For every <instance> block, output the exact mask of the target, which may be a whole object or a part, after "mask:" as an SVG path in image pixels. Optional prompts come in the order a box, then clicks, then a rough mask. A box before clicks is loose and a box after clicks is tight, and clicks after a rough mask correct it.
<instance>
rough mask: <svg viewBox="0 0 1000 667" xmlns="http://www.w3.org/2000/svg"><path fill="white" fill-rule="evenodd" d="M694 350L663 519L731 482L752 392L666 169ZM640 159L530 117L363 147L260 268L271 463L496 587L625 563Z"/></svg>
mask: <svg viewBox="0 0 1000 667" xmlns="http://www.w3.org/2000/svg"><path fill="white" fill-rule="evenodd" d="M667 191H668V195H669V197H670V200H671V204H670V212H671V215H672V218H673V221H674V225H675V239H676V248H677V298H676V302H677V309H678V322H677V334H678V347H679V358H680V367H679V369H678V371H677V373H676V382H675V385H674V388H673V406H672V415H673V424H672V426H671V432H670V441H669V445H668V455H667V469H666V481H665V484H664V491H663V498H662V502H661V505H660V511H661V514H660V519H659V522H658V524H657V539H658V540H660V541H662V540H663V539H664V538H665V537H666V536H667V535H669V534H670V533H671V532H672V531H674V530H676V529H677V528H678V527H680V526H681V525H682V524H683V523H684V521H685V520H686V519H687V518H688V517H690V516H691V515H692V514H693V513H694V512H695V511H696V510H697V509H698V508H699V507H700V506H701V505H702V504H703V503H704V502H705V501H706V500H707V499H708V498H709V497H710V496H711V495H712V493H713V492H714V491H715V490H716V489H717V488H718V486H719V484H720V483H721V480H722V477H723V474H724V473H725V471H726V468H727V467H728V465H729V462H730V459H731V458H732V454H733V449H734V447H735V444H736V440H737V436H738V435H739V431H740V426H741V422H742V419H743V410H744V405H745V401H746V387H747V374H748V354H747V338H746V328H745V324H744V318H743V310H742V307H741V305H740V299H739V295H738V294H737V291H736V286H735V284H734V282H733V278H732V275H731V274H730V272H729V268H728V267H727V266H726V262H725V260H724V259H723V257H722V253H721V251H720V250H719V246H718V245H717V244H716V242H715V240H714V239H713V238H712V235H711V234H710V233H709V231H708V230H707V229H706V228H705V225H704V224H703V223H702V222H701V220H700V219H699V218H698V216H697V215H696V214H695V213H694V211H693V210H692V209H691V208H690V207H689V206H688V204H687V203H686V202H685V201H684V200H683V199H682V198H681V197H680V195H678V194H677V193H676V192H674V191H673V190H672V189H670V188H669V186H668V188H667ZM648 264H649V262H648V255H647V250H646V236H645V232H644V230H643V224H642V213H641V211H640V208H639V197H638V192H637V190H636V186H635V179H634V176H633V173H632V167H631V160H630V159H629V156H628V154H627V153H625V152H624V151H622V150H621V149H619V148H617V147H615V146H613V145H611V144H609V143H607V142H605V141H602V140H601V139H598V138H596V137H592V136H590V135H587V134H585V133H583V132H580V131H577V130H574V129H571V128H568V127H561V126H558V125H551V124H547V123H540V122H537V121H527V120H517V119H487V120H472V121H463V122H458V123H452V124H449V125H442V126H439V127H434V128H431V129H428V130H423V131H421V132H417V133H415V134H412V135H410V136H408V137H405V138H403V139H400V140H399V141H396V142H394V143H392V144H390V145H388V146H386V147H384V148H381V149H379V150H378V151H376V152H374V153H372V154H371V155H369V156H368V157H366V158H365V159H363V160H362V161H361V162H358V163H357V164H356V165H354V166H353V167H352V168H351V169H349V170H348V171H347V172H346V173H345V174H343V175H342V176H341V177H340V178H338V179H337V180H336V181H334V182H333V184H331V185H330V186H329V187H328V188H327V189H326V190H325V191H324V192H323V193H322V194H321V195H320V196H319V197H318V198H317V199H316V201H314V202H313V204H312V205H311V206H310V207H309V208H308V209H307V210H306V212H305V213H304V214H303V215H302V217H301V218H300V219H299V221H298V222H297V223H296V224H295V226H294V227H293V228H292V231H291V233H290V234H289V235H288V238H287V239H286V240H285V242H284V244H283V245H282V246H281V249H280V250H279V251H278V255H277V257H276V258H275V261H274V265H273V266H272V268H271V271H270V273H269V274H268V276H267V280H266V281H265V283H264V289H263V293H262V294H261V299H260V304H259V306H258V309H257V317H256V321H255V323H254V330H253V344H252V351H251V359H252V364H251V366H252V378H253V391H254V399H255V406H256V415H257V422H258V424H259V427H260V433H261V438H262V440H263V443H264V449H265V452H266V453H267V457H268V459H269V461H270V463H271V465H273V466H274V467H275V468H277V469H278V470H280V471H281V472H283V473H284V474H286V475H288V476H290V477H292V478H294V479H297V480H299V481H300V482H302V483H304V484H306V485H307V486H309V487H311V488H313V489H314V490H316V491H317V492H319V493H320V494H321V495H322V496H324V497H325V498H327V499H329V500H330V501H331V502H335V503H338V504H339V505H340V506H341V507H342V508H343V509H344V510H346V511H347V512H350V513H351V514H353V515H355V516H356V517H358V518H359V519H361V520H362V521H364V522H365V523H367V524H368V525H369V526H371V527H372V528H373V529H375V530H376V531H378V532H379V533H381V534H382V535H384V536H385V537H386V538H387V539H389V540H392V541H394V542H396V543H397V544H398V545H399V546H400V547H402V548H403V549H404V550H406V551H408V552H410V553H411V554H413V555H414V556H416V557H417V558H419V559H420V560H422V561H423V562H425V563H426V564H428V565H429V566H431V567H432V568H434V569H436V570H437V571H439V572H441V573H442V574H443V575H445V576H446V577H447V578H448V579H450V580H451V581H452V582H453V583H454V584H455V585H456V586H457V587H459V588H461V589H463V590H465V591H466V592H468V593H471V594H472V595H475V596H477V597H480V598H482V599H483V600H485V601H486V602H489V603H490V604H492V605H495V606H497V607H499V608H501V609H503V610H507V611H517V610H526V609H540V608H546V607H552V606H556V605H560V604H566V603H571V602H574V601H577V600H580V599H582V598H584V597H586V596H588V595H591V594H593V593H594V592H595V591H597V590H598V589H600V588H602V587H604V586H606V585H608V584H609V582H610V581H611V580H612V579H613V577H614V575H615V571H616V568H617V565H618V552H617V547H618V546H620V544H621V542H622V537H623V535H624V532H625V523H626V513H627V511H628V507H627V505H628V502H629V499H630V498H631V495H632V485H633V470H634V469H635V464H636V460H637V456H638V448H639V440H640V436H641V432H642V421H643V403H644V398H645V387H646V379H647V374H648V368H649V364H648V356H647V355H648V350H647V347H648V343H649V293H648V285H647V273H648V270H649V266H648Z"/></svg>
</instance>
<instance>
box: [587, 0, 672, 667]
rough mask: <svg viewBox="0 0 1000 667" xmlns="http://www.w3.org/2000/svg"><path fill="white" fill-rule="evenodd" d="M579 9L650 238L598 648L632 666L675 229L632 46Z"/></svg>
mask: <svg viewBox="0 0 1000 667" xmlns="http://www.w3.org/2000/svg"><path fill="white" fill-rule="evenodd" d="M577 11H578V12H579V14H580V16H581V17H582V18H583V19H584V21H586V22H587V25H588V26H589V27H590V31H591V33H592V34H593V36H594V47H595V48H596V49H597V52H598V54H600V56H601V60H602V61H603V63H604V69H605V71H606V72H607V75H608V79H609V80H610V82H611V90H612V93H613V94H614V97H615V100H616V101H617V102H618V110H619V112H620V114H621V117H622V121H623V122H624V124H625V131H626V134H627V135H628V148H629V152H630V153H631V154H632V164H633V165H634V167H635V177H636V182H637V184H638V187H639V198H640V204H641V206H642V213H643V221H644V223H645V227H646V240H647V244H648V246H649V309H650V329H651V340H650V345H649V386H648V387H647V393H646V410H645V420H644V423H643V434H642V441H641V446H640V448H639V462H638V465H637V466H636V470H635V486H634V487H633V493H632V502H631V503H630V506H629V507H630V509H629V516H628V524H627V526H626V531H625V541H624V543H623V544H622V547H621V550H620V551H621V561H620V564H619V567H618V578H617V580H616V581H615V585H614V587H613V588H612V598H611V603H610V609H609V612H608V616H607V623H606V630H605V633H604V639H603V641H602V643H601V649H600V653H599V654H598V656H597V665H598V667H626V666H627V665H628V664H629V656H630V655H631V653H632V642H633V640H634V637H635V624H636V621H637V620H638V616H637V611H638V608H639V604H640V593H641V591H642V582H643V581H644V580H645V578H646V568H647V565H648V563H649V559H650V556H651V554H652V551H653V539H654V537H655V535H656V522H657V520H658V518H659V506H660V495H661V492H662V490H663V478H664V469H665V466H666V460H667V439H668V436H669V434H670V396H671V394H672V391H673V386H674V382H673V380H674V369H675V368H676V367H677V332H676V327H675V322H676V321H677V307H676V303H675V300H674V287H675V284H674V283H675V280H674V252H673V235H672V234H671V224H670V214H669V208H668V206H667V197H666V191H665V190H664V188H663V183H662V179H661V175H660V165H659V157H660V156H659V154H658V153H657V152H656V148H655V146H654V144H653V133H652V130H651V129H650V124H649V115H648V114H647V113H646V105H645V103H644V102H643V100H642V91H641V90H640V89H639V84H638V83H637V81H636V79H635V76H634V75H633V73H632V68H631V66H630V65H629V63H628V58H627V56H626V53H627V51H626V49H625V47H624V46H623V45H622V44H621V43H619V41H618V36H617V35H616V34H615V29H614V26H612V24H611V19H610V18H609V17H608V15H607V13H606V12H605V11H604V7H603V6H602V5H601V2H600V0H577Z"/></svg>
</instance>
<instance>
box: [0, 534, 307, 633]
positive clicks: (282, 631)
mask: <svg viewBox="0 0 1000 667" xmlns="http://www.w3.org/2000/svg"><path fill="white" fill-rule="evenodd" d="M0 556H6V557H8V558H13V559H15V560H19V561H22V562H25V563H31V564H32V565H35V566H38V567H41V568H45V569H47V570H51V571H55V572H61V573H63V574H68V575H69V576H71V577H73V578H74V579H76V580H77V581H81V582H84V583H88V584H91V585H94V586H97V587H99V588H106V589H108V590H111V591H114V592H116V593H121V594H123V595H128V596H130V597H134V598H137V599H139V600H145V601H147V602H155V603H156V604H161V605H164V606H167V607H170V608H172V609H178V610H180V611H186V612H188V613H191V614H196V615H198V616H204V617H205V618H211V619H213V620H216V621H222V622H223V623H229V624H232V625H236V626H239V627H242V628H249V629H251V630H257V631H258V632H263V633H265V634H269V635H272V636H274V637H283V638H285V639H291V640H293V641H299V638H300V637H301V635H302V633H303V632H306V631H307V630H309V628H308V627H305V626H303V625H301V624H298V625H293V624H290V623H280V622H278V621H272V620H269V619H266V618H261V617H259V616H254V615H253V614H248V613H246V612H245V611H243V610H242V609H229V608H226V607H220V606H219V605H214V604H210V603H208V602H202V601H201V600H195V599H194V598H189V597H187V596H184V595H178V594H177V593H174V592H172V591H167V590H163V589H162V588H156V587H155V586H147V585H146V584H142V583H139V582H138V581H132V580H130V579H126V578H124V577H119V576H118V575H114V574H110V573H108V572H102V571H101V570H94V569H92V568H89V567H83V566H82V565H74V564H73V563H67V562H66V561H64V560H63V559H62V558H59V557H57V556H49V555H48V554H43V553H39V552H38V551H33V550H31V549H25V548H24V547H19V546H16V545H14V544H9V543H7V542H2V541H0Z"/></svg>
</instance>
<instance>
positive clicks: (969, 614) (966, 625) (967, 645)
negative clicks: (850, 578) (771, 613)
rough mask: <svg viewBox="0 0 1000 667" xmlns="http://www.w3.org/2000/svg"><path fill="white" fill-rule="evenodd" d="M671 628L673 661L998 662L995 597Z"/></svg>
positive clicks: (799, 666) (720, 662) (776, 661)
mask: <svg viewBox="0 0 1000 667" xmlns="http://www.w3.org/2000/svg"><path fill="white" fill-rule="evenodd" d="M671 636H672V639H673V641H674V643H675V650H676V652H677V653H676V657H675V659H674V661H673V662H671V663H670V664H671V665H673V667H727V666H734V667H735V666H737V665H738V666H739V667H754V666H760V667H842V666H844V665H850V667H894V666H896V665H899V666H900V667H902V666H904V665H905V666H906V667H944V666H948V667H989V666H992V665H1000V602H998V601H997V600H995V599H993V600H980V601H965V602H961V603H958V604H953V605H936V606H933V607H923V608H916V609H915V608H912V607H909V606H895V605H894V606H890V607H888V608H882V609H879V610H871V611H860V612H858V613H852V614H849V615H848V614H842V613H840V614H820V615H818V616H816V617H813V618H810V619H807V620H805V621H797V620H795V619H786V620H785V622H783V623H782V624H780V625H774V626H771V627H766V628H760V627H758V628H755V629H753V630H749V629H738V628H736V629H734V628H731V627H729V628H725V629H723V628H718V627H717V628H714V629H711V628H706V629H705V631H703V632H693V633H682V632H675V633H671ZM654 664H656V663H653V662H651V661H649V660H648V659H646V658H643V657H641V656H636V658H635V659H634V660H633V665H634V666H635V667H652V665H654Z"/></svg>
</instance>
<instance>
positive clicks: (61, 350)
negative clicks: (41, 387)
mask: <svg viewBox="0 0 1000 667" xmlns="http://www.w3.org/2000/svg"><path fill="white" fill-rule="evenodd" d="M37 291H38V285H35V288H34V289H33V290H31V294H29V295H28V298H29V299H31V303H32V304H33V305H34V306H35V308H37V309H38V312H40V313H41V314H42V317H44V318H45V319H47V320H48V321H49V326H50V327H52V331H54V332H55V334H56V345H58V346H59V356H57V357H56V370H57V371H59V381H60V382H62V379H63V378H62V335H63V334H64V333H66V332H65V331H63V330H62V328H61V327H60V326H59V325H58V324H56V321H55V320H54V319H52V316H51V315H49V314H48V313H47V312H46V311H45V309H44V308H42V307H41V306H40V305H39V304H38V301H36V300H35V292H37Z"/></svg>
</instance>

-.-.-

**Exercise instructions:** Pull out the lines above in which the word "positive" appears.

**Answer box:**
positive clicks: (282, 631)
positive clicks: (969, 614) (966, 625) (967, 645)
positive clicks: (799, 666) (720, 662) (776, 661)
positive clicks: (61, 350)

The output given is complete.